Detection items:
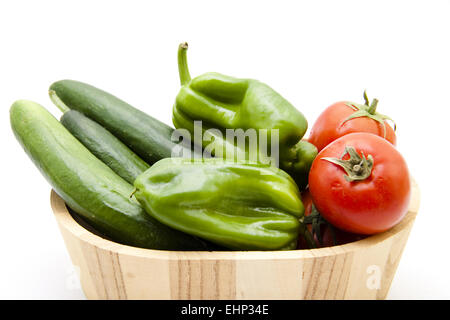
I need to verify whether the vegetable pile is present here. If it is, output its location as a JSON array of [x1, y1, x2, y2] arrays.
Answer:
[[10, 43, 411, 251]]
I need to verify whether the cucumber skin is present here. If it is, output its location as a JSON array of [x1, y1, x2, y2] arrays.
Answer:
[[10, 100, 209, 250], [50, 80, 197, 165], [60, 110, 150, 184]]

# [EXERCISE REQUIREMENTS]
Pull out every line of the items that contains the string "array", treating uppercase and lowercase letters as different.

# [RESULT]
I need to verify whether the vegetable pile is present here. If it is, output its location as a JSON array of [x1, y1, x2, y2] arrays.
I need to verify whether the cucumber skin is present here. If it is, output its location as a JSON array of [x1, y1, x2, y2] arrays.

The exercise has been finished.